## [What the task asks]
Print the lines of the listing below verbatim from its first line through the line bearing "Task: put a dot on each instance of the green shrub". Any pictures are to be omitted.

(Beginning of Records supplied)

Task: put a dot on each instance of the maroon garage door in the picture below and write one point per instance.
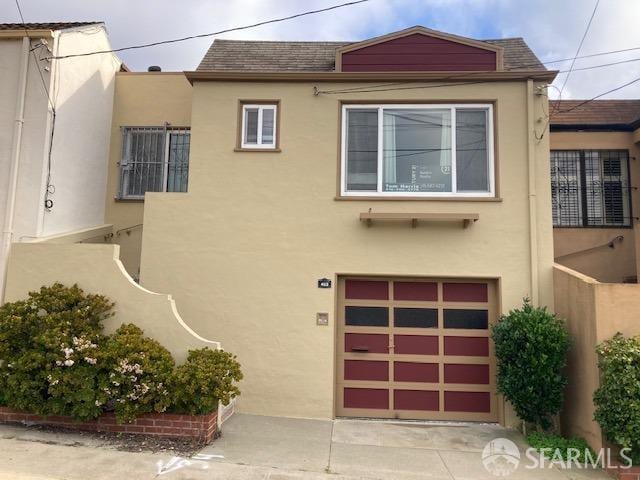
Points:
(416, 348)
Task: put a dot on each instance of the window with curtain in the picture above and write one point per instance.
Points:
(417, 150)
(590, 188)
(154, 159)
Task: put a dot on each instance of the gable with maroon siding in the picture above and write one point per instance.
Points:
(419, 52)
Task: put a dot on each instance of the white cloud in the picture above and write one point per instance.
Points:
(552, 28)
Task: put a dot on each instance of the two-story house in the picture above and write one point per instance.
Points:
(354, 218)
(55, 121)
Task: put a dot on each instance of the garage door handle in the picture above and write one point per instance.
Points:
(359, 349)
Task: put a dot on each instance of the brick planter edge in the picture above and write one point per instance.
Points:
(199, 427)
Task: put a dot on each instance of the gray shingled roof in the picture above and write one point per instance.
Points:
(251, 55)
(44, 26)
(594, 112)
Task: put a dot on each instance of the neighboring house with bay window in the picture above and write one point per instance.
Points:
(354, 218)
(594, 175)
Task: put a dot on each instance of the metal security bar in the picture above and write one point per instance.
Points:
(154, 159)
(590, 188)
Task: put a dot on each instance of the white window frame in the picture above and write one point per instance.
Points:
(430, 106)
(261, 107)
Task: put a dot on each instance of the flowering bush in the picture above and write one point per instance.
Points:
(40, 369)
(208, 376)
(54, 359)
(139, 369)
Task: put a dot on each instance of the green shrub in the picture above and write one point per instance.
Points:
(531, 348)
(41, 369)
(556, 446)
(617, 400)
(138, 371)
(208, 376)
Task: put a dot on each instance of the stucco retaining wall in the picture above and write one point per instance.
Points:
(594, 312)
(97, 269)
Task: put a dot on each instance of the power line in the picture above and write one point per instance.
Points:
(219, 32)
(584, 36)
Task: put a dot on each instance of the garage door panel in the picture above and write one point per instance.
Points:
(366, 342)
(366, 316)
(467, 401)
(375, 398)
(466, 373)
(425, 400)
(416, 372)
(416, 344)
(376, 370)
(465, 292)
(416, 348)
(367, 289)
(411, 317)
(466, 346)
(413, 290)
(466, 319)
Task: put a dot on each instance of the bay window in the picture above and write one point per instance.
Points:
(417, 150)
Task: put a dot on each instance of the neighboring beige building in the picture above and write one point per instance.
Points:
(353, 221)
(55, 117)
(595, 173)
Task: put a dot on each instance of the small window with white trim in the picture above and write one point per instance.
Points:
(259, 124)
(417, 150)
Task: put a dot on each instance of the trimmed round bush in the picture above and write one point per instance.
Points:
(531, 349)
(617, 400)
(208, 376)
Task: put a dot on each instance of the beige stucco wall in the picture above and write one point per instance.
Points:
(242, 251)
(97, 269)
(594, 312)
(605, 264)
(141, 99)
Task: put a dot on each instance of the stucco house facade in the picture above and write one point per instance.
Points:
(55, 119)
(594, 168)
(354, 217)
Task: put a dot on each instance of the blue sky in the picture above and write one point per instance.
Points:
(552, 28)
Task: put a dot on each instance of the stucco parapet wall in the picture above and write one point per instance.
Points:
(573, 273)
(96, 268)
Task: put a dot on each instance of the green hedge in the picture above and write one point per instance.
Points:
(618, 398)
(56, 360)
(531, 349)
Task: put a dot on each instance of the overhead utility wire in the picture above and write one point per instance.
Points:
(219, 32)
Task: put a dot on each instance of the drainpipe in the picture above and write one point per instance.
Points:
(7, 231)
(533, 224)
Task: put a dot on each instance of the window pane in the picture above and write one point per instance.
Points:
(472, 163)
(565, 188)
(362, 149)
(251, 126)
(268, 115)
(417, 150)
(178, 168)
(143, 162)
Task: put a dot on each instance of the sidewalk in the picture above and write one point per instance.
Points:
(255, 447)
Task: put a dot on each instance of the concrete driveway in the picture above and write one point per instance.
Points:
(371, 449)
(255, 447)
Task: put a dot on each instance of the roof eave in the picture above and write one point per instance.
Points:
(271, 76)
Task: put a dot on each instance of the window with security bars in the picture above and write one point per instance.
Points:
(590, 188)
(154, 159)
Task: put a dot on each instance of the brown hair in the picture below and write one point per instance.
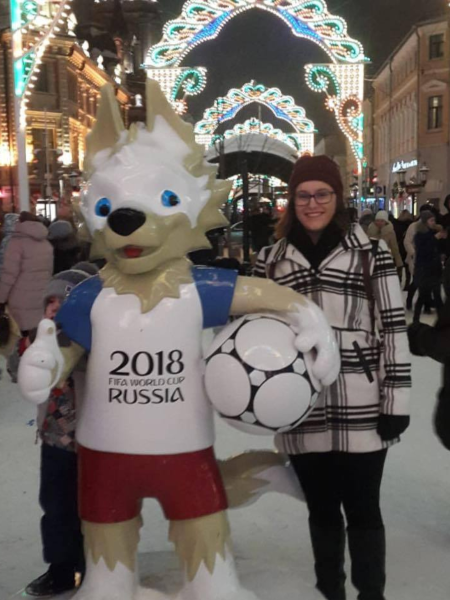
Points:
(27, 216)
(286, 223)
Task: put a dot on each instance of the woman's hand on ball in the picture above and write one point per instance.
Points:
(314, 333)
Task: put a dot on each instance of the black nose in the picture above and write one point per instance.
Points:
(126, 220)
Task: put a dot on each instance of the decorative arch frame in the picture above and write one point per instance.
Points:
(283, 107)
(202, 20)
(302, 143)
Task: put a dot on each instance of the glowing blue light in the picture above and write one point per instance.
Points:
(298, 27)
(211, 29)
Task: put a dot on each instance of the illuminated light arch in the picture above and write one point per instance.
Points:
(202, 20)
(302, 143)
(283, 107)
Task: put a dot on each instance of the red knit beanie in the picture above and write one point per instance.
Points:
(317, 168)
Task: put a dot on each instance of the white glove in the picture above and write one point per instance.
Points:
(314, 333)
(41, 364)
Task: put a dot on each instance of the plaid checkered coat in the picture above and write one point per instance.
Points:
(375, 372)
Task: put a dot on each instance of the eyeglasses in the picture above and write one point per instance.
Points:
(321, 197)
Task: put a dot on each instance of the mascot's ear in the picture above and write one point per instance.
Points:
(107, 129)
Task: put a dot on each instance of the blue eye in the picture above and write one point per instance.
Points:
(103, 207)
(169, 199)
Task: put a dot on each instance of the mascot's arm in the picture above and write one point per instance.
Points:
(44, 365)
(253, 294)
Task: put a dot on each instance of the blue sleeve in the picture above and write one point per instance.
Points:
(74, 316)
(216, 290)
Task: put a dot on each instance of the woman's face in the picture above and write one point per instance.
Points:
(314, 215)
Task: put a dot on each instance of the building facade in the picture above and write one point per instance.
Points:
(61, 111)
(410, 124)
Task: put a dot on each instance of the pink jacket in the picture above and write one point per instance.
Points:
(27, 270)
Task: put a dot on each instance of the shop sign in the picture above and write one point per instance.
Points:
(402, 165)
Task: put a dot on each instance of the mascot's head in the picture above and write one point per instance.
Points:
(150, 196)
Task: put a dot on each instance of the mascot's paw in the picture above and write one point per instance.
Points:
(239, 594)
(148, 594)
(140, 594)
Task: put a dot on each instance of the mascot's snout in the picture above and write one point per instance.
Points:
(125, 221)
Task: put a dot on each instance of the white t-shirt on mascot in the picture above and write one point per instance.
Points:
(144, 389)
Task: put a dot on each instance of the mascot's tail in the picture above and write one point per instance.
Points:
(250, 475)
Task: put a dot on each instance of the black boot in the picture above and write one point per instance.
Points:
(54, 581)
(329, 553)
(368, 554)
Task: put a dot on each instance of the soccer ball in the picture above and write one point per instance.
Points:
(255, 377)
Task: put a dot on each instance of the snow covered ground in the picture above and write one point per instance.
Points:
(271, 537)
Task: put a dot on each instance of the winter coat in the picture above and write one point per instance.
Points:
(408, 242)
(27, 270)
(7, 231)
(387, 233)
(435, 342)
(401, 227)
(375, 371)
(428, 265)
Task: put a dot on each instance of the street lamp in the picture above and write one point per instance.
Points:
(401, 178)
(74, 180)
(423, 172)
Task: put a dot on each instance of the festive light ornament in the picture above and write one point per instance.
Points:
(301, 142)
(203, 20)
(227, 107)
(344, 87)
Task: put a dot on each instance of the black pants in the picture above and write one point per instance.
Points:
(62, 539)
(427, 297)
(332, 480)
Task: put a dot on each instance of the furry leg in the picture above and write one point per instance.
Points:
(208, 566)
(111, 561)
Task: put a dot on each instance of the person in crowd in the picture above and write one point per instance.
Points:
(26, 272)
(9, 225)
(382, 229)
(62, 236)
(434, 342)
(408, 242)
(366, 219)
(352, 214)
(62, 540)
(428, 262)
(401, 227)
(261, 228)
(339, 451)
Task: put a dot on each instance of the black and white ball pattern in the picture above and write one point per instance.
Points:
(255, 377)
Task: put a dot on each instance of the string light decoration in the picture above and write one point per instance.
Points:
(178, 83)
(34, 23)
(344, 87)
(303, 143)
(227, 107)
(202, 20)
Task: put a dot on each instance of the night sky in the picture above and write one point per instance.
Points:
(257, 45)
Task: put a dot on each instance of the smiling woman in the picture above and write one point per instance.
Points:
(339, 451)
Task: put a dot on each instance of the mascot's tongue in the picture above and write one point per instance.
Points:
(133, 251)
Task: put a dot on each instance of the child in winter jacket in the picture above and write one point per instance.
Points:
(62, 539)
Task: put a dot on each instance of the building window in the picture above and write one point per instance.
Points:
(72, 86)
(43, 82)
(435, 112)
(436, 46)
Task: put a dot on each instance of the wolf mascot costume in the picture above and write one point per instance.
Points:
(146, 427)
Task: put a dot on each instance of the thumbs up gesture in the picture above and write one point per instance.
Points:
(41, 364)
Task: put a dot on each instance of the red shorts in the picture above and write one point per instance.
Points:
(112, 486)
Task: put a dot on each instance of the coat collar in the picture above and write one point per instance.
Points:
(356, 239)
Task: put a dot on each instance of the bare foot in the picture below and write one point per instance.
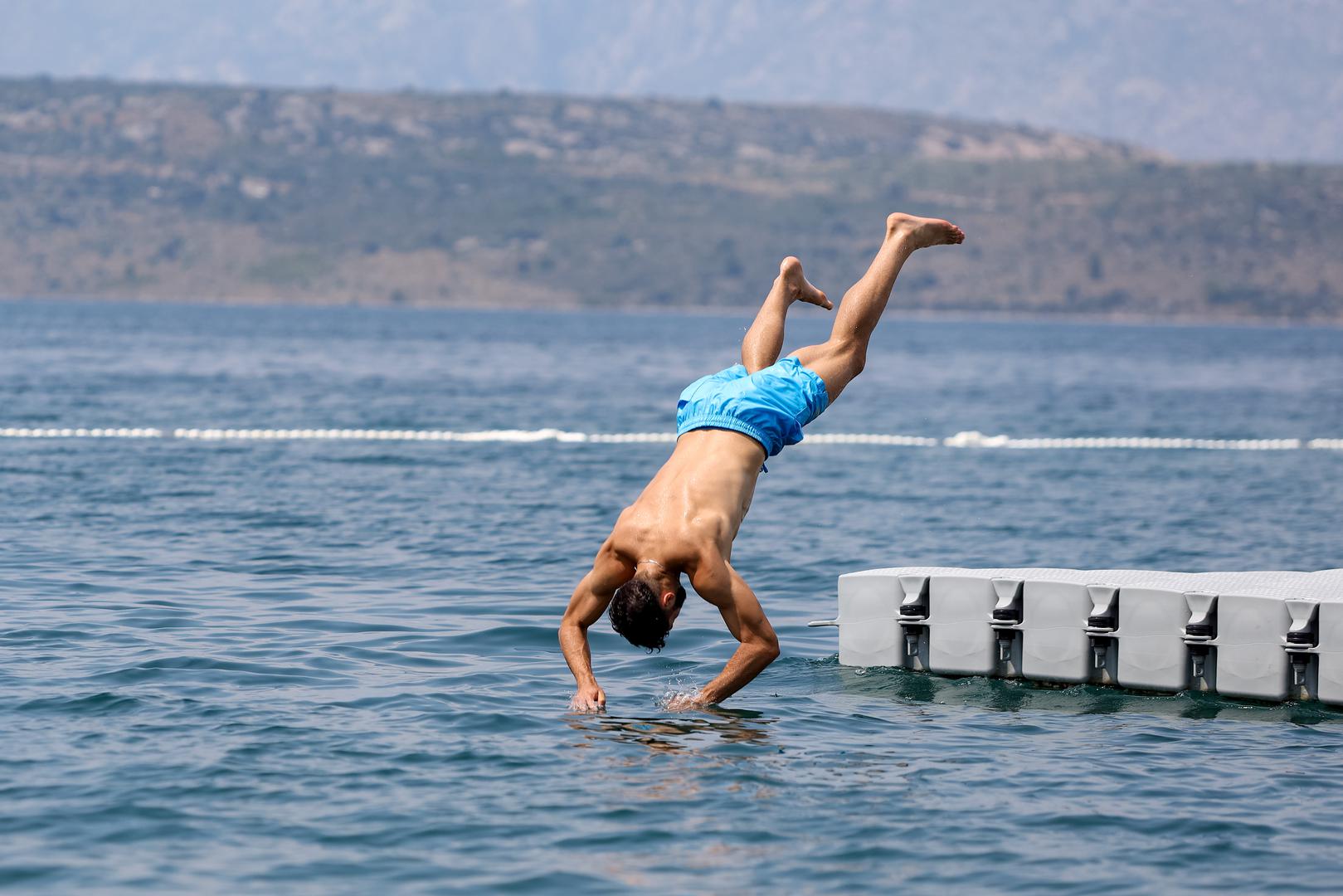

(End of Records supplied)

## [Written reply]
Task: put a dot on each instance of the maroon garage door in the picture below and write one point per instance.
Points:
(416, 348)
Task: put a dot on each instance of the window with curtain in the picture above and write one point per instance.
Points:
(417, 150)
(590, 188)
(154, 159)
Task: put a dot on each instance of the gable with maroon siding in the picture above and write one point per instance.
Points:
(419, 52)
Task: put a dot on each instance of the white cloud in the picture above and write one point per instance.
Points:
(552, 28)
Task: put a dot on each instance of the two-story house in the picture above and write one point per instance.
Points:
(354, 218)
(55, 121)
Task: put a dot on each instance of the garage door handle in the picture above and write one point per instance.
Points:
(359, 349)
Task: put a dot on each instance of the brick planter edge in the picture above and write one point per instance.
Points:
(199, 427)
Task: put a dot on each instance of the gray shingled roof in the picture above and write one point per instance.
Points:
(251, 55)
(44, 26)
(594, 112)
Task: put a dot on each instance of the neighboring house with bay window in the picture above and write one point per instance.
Points:
(354, 218)
(594, 175)
Task: put a dot on each instance of the metal security bar in the picture above and write one point per instance.
Points:
(154, 159)
(590, 188)
Task: put a dot on each instance of the white window frame in the picture above and write one point per instance.
Points:
(430, 106)
(261, 107)
Task: put a dot on each instance of the flowering bush in the picture above and write one point per instance.
Points:
(40, 369)
(208, 376)
(54, 359)
(139, 369)
Task: put a dot on each instance of the green shrub in the picture above and write one point per instance.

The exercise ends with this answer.